▶ [OBJECTIVE]
Repeat the listing below verbatim, keeping every line unchanged.

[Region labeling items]
* * *

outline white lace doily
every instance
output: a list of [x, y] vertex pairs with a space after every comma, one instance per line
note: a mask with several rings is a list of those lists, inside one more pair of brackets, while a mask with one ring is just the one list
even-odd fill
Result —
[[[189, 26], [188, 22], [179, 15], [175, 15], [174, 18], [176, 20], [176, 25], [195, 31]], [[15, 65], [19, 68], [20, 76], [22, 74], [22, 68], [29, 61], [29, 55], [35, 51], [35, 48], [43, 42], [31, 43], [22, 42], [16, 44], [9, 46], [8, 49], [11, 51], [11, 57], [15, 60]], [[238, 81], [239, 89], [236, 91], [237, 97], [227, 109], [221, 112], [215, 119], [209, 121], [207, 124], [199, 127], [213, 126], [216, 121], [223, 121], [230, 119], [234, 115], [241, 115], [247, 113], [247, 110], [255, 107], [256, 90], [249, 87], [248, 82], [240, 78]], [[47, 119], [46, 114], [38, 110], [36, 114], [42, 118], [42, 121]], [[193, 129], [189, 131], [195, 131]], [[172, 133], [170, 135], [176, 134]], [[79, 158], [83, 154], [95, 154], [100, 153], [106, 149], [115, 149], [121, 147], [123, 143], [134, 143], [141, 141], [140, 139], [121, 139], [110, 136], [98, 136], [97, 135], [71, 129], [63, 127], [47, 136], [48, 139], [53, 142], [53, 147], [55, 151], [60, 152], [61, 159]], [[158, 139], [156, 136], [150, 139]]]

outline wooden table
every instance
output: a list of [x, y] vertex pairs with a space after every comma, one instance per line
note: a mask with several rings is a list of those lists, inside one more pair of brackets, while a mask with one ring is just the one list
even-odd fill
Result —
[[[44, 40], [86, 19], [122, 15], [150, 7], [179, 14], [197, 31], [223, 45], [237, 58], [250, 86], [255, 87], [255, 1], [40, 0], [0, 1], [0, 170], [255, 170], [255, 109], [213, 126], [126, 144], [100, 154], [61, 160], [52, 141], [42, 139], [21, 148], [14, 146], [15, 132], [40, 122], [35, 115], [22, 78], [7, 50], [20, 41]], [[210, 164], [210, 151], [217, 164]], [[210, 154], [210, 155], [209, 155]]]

* * *

▶ [TASK ANSWER]
outline white lace doily
every instance
output: a list of [x, y] vertex pairs with a space after every comma, one instance per line
note: a mask with several rings is a list of those lists, inside one more pair of brackets, while a mask with one ring is just the one list
even-odd fill
Result —
[[[189, 26], [188, 22], [179, 15], [175, 15], [174, 18], [176, 20], [176, 25], [195, 31]], [[15, 65], [19, 68], [20, 76], [22, 74], [22, 68], [29, 61], [29, 55], [35, 51], [35, 48], [43, 42], [31, 43], [22, 42], [16, 44], [9, 46], [8, 49], [11, 51], [11, 57], [15, 60]], [[238, 81], [239, 89], [236, 91], [237, 97], [227, 109], [221, 112], [215, 119], [209, 121], [207, 124], [199, 127], [213, 126], [216, 121], [223, 121], [230, 119], [234, 115], [241, 115], [247, 113], [247, 110], [255, 107], [256, 90], [249, 87], [248, 82], [240, 78]], [[47, 119], [46, 114], [38, 110], [36, 114], [42, 118], [42, 121]], [[193, 129], [189, 131], [195, 131]], [[172, 133], [170, 135], [176, 134]], [[79, 158], [83, 154], [95, 154], [100, 153], [106, 149], [115, 149], [121, 147], [123, 143], [134, 143], [141, 141], [140, 139], [121, 139], [110, 136], [98, 136], [97, 135], [71, 129], [63, 127], [47, 136], [48, 139], [53, 142], [53, 147], [55, 151], [60, 152], [61, 159]], [[158, 139], [156, 136], [150, 139]]]

outline wooden table
every instance
output: a list of [x, y] vertex pairs with a space after every comma, one instance per line
note: a mask with several rings is a list of those lists, inside one more pair of brackets, while a mask with one ring is just the one list
even-odd fill
Result —
[[[44, 40], [86, 19], [122, 15], [150, 7], [179, 14], [197, 31], [223, 45], [237, 58], [250, 86], [255, 87], [255, 1], [40, 0], [0, 1], [0, 170], [255, 170], [255, 109], [213, 126], [126, 144], [100, 154], [61, 160], [52, 141], [42, 139], [21, 148], [14, 146], [15, 132], [40, 122], [35, 115], [22, 78], [7, 50], [20, 41]], [[210, 164], [210, 151], [217, 164]], [[210, 154], [210, 155], [209, 155]]]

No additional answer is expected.